> **Passage shown**
>> BEGIN

Kimberly Briskey
About Kimberly Briskey
Kimberly Briskey, age 38, has served as an independent director of Datavault AI Inc. (DVLT) since June 2024 . She is currently Brand CFO of Eddie Bauer at SPARC Group LLC (joined August 2020), leading finance and accounting for an ~$800M multichannel business, with prior senior finance roles at SPARC, Lucky Brand, Beyond Yoga, J Brand, and GUESS? INC. . The Board has affirmatively determined she is independent under Nasdaq rules; she chairs the Audit Committee and is designated the Audit Committee Financial Expert . She holds a BS in Global Business and Marketing from Arizona State University and a professional designation in Product Development from FIDM .
Past Roles
| Organization | Role | Tenure | Committees/Impact |
|---|---|---|---|
| SPARC Group LLC | Sr. Director of DTC Finance & Company Planning | Not disclosed | Led planning and FP&A for DTC; predecessor to Brand CFO role |
| Lucky Brand; Beyond Yoga; J Brand; GUESS? INC. | Senior finance roles | Not disclosed | Drove financial efficiencies and profitability across retail and e-commerce channels |
External Roles
| Organization | Role | Start Date | Scope/Notes |
|---|---|---|---|
| Eddie Bauer (SPARC Group LLC) | Brand CFO | Aug 2020 | Leads finance/accounting; ~$800M multichannel business |
Board Governance
- Committee assignments: Audit Committee Chair and Audit Committee Financial Expert; member of Audit Committee alongside Sriram Peruvemba and Wendy Wilson .
- Independence: Independent under Nasdaq rules; Board majority independence noted, with non-independent directors identified as Bradley, Moyer, Kristensen, and Howitt .
- Attendance: In FY2024, Board held 4 meetings; no incumbent director attended fewer than 75% of aggregate Board and committee meetings .
- Lead independent director: Company does not have a lead independent director .
- Risk oversight: Audit Committee responsibilities cover financial reporting, internal controls, risk policies including cybersecurity, and related party transaction review .
- Insider policy: Company prohibits insiders from engaging in hedging transactions .
Fixed Compensation
| Component | FY2024 Amount ($) | Notes |
|---|---|---|
| Cash fees | 15,000 | Director fees earned/paid in cash |
| Stock awards (grant-date fair value) | 31,903 | Aggregate grant-date fair value (FASB ASC 718) |
| Total | 46,903 | Sum of cash fees and stock awards |
Director Equity Grants (2024)
| Grant Date | Award Type | Shares | Vesting Start | Vesting Cadence | Vesting End |
|---|---|---|---|---|---|
| Jul 30, 2024 | Restricted common stock | 7,541 | Dec 20, 2024 | Equal installments every 3 months | Dec 20, 2027 |
| Nov 12, 2024 | Restricted common stock | 7,422 | Mar 15, 2025 | Equal installments every 3 months | Mar 15, 2028 |
No meeting fees, committee membership fees, or chair fees are disclosed for directors; equity awards vest based on service, not performance criteria .

>> END

> **Point annotations for photos**
>> BEGIN

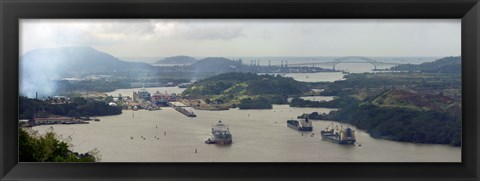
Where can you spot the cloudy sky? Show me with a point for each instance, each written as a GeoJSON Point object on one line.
{"type": "Point", "coordinates": [234, 38]}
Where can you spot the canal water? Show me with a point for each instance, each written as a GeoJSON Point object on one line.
{"type": "Point", "coordinates": [258, 136]}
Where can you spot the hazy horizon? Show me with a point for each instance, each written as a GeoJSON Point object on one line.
{"type": "Point", "coordinates": [247, 38]}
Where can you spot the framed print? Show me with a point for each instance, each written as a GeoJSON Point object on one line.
{"type": "Point", "coordinates": [239, 90]}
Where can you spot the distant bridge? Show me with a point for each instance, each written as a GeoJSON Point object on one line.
{"type": "Point", "coordinates": [349, 59]}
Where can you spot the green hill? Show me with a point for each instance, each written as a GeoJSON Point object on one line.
{"type": "Point", "coordinates": [181, 59]}
{"type": "Point", "coordinates": [245, 89]}
{"type": "Point", "coordinates": [443, 65]}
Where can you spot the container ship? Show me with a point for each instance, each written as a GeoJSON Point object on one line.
{"type": "Point", "coordinates": [302, 125]}
{"type": "Point", "coordinates": [220, 134]}
{"type": "Point", "coordinates": [339, 136]}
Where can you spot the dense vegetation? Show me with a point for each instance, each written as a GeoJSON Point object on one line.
{"type": "Point", "coordinates": [420, 105]}
{"type": "Point", "coordinates": [258, 103]}
{"type": "Point", "coordinates": [48, 148]}
{"type": "Point", "coordinates": [247, 90]}
{"type": "Point", "coordinates": [443, 65]}
{"type": "Point", "coordinates": [77, 107]}
{"type": "Point", "coordinates": [403, 124]}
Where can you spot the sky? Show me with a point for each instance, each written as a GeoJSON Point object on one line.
{"type": "Point", "coordinates": [254, 37]}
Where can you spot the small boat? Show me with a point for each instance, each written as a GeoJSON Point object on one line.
{"type": "Point", "coordinates": [339, 136]}
{"type": "Point", "coordinates": [302, 125]}
{"type": "Point", "coordinates": [220, 134]}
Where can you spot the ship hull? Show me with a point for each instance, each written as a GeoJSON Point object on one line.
{"type": "Point", "coordinates": [298, 128]}
{"type": "Point", "coordinates": [328, 136]}
{"type": "Point", "coordinates": [342, 142]}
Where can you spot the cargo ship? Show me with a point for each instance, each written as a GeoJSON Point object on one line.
{"type": "Point", "coordinates": [220, 134]}
{"type": "Point", "coordinates": [302, 125]}
{"type": "Point", "coordinates": [339, 136]}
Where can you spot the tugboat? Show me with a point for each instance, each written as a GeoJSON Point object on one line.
{"type": "Point", "coordinates": [220, 134]}
{"type": "Point", "coordinates": [302, 125]}
{"type": "Point", "coordinates": [342, 136]}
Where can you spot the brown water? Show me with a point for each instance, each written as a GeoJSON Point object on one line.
{"type": "Point", "coordinates": [258, 136]}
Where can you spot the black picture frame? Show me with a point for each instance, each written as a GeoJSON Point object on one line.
{"type": "Point", "coordinates": [13, 10]}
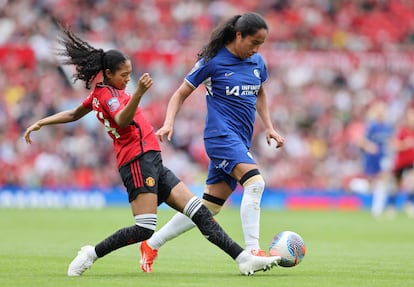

>> END

> **Exercise requirements**
A) Rewrite the paragraph of the Kimberly Briskey profile that begins "Kimberly Briskey, age 38" as a short bulleted list, keeping its main facts.
B) According to the Kimberly Briskey profile, how many meetings did the Board hold in FY2024?
C) Return the part of the Kimberly Briskey profile from "- Independence: Independent" to "independent director .", copied word for word.

> **In response**
A)
- Age 38; independent director of Datavault AI Inc. (DVLT) since June 2024
- Brand CFO of Eddie Bauer at SPARC Group LLC since August 2020, leading finance and accounting for an ~$800M multichannel business
- Earlier senior finance roles at SPARC, Lucky Brand, Beyond Yoga, J Brand, and GUESS? INC.
- Deemed independent under Nasdaq rules by the Board; chairs the Audit Committee and is its designated Audit Committee Financial Expert
- BS in Global Business and Marketing from Arizona State University; professional designation in Product Development from FIDM

B) The Board held 4 meetings in FY2024.

C)
- Independence: Independent under Nasdaq rules; Board majority independence noted, with non-independent directors identified as Bradley, Moyer, Kristensen, and Howitt .
- Attendance: In FY2024, Board held 4 meetings; no incumbent director attended fewer than 75% of aggregate Board and committee meetings .
- Lead independent director: Company does not have a lead independent director .